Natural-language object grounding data
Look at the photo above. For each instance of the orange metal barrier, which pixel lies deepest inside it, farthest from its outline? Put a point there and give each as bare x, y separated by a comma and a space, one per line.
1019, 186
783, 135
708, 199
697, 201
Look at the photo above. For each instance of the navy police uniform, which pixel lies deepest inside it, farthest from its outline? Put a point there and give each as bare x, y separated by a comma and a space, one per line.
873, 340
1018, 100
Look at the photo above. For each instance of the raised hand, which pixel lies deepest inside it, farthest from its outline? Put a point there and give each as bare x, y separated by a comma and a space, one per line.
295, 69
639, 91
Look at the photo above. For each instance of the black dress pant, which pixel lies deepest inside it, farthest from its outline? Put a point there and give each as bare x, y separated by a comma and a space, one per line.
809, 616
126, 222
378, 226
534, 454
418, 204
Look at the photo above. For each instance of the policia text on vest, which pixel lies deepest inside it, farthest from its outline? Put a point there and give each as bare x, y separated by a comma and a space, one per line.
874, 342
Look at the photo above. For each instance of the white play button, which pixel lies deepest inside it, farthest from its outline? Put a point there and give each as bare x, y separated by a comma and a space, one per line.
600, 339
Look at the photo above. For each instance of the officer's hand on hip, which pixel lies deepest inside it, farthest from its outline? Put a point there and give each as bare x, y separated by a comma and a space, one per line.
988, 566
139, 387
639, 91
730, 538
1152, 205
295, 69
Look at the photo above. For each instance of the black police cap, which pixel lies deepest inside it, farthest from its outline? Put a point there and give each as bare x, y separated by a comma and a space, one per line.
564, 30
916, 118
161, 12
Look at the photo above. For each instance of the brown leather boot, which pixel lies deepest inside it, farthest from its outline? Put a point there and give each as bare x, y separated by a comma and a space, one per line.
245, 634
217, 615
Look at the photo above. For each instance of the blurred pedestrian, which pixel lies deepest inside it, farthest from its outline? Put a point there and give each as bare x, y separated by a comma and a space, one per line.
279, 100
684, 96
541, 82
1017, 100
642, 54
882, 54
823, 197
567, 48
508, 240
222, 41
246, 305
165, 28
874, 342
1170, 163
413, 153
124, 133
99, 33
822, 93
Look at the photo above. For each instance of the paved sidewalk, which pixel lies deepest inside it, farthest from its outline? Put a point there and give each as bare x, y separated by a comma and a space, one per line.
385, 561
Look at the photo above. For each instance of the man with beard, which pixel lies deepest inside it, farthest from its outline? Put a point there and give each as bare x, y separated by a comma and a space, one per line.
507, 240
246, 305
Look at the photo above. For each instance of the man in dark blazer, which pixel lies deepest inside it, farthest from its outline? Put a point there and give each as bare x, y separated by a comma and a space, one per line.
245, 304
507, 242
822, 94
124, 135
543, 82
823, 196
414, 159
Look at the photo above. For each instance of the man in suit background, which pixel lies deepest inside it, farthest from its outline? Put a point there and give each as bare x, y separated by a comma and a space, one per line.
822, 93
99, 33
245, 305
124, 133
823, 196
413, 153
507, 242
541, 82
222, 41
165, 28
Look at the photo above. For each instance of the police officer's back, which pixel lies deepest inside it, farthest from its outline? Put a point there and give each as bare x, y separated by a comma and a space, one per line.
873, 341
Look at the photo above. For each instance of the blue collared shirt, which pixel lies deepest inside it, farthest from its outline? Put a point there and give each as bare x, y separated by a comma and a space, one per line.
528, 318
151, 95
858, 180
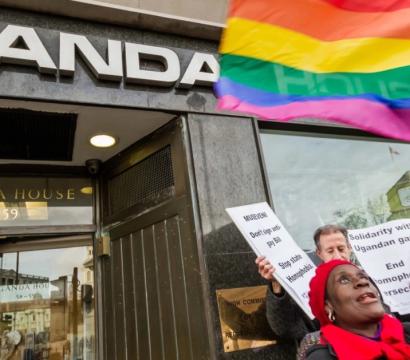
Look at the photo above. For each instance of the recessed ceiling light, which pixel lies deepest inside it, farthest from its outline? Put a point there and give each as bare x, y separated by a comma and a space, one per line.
103, 140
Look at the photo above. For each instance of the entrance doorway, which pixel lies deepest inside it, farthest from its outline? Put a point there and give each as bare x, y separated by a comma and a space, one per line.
47, 299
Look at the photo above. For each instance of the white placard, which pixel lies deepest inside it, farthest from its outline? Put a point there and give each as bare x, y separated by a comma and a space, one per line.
266, 235
384, 252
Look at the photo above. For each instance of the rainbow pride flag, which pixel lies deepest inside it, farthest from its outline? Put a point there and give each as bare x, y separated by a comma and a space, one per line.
345, 61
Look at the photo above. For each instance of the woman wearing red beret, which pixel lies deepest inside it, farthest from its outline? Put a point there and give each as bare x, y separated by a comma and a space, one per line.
353, 323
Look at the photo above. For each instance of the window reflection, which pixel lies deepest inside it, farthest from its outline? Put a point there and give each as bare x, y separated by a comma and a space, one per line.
47, 304
317, 180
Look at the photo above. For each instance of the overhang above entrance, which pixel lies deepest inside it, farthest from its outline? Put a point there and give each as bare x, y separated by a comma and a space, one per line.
126, 125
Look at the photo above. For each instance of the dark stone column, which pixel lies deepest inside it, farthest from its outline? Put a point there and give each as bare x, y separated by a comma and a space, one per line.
227, 172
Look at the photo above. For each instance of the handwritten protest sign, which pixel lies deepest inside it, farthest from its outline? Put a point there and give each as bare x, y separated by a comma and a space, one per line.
267, 236
384, 252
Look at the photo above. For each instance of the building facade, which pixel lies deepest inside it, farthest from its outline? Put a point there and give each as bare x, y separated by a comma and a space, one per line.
141, 258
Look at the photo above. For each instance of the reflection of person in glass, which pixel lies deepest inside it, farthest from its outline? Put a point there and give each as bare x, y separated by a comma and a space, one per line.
352, 317
283, 314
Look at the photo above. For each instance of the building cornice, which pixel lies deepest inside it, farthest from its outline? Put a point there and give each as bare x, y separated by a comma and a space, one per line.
93, 10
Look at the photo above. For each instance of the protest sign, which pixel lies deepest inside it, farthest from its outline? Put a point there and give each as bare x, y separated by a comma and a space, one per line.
267, 237
384, 252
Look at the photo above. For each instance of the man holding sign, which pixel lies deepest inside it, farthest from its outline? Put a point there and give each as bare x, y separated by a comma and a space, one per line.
284, 316
268, 237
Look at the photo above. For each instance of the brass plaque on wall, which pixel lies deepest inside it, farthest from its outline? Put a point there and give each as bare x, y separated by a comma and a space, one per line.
242, 314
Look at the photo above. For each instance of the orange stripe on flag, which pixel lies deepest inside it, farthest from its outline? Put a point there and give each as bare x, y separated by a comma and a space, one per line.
321, 20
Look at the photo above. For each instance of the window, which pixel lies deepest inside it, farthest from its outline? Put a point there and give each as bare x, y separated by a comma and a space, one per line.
317, 179
52, 315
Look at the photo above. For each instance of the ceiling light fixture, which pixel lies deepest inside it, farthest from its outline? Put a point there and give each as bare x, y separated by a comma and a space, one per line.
103, 140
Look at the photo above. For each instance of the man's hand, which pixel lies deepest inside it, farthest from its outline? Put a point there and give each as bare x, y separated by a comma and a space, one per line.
266, 270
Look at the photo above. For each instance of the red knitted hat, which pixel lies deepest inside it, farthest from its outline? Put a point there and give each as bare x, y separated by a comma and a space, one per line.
317, 289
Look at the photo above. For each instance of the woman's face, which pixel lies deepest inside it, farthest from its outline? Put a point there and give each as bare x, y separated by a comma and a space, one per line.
352, 297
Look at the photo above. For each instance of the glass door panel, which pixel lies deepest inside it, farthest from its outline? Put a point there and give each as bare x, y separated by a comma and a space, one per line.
47, 304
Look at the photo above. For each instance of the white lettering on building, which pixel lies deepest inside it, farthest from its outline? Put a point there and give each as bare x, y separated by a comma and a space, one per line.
203, 69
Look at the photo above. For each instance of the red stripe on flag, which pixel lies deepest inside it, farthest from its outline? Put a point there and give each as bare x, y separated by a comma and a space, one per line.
370, 5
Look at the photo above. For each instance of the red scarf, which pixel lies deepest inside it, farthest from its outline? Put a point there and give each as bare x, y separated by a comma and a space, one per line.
349, 346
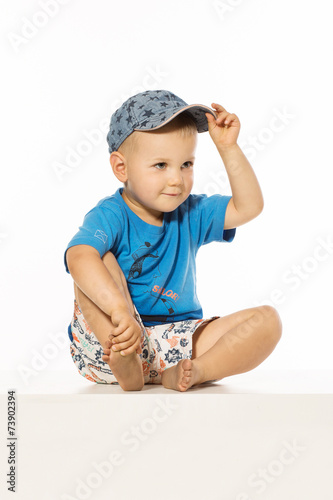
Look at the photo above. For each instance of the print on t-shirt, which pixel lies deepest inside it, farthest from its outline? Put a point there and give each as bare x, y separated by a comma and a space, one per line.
135, 271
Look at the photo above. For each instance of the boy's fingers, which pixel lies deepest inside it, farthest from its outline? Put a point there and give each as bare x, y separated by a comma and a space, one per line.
123, 345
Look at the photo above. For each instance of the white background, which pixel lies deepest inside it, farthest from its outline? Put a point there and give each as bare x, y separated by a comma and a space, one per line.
64, 73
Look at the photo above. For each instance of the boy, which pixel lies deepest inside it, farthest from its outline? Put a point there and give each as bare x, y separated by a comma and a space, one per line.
137, 318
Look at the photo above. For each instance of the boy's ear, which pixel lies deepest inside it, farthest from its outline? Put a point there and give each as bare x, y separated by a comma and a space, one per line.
118, 164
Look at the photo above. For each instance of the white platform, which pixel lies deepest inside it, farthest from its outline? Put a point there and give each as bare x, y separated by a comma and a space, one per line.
260, 435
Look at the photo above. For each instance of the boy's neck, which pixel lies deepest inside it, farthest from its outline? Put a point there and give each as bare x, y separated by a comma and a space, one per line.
150, 216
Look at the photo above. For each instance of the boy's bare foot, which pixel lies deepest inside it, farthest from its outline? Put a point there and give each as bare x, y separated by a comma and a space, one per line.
182, 376
127, 369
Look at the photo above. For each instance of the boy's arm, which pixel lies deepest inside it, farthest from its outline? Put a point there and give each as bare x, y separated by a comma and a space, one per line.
247, 200
93, 278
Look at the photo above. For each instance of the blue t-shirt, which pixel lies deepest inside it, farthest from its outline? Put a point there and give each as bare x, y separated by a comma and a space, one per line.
158, 262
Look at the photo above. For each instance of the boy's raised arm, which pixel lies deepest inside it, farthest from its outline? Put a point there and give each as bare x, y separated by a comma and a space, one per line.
247, 200
93, 278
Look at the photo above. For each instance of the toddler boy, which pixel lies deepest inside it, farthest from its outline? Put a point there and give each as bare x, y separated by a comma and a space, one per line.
137, 319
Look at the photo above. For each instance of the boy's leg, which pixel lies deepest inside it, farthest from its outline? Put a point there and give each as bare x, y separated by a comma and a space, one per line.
227, 346
127, 369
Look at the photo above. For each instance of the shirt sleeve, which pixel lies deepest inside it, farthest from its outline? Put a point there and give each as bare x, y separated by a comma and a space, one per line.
99, 230
207, 216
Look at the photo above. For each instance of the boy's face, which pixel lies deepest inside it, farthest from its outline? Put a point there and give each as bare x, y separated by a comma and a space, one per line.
159, 172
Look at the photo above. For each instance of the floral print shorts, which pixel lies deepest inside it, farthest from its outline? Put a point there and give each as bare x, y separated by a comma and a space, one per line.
162, 346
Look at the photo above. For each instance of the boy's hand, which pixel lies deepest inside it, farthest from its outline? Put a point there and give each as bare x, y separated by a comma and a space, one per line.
126, 335
225, 129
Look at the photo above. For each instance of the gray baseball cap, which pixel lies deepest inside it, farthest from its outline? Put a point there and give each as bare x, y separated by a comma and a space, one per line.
150, 110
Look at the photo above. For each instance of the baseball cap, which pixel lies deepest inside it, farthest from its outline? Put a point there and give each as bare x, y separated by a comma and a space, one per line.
151, 110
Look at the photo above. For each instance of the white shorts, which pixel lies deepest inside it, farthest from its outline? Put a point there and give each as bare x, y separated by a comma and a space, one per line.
162, 346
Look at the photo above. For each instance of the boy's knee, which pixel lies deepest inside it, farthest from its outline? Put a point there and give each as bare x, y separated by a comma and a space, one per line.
274, 322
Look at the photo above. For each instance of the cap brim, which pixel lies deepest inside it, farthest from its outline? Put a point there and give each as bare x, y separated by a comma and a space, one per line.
198, 113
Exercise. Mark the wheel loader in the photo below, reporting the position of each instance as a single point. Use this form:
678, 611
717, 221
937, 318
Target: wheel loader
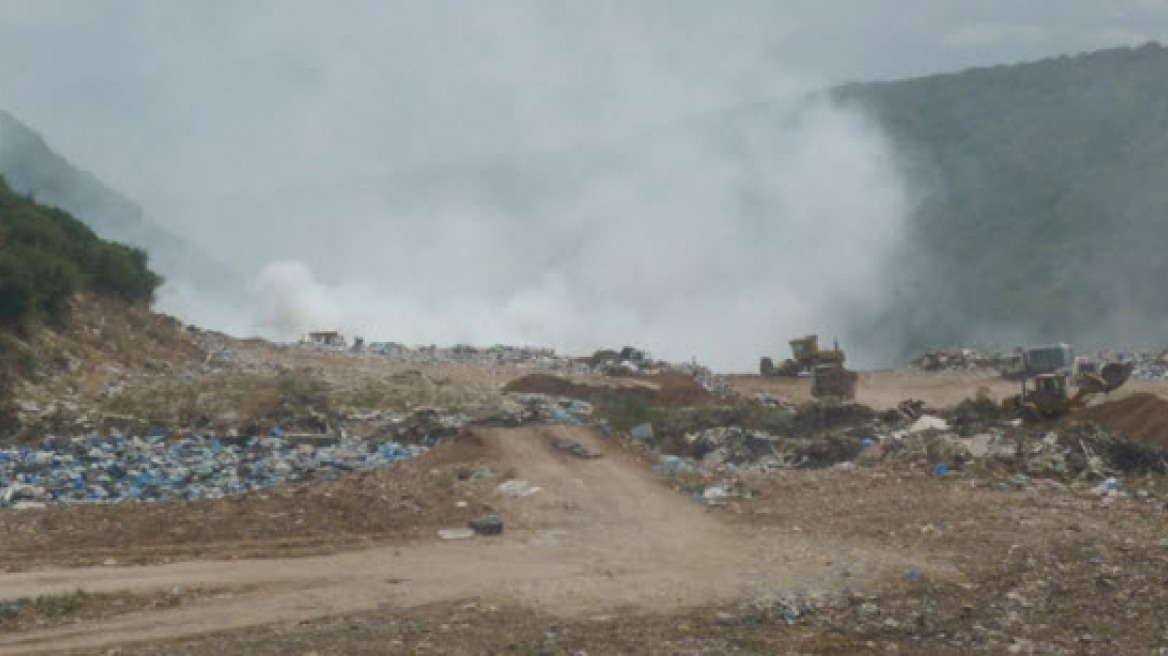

§ **The problem**
From the data, pick out every line that includes "wheel".

§ **Solution below**
Exercise. Mark the wheel loader in the photo below, reporting the position of each instance as a single point. Use this form:
Target: wheel loader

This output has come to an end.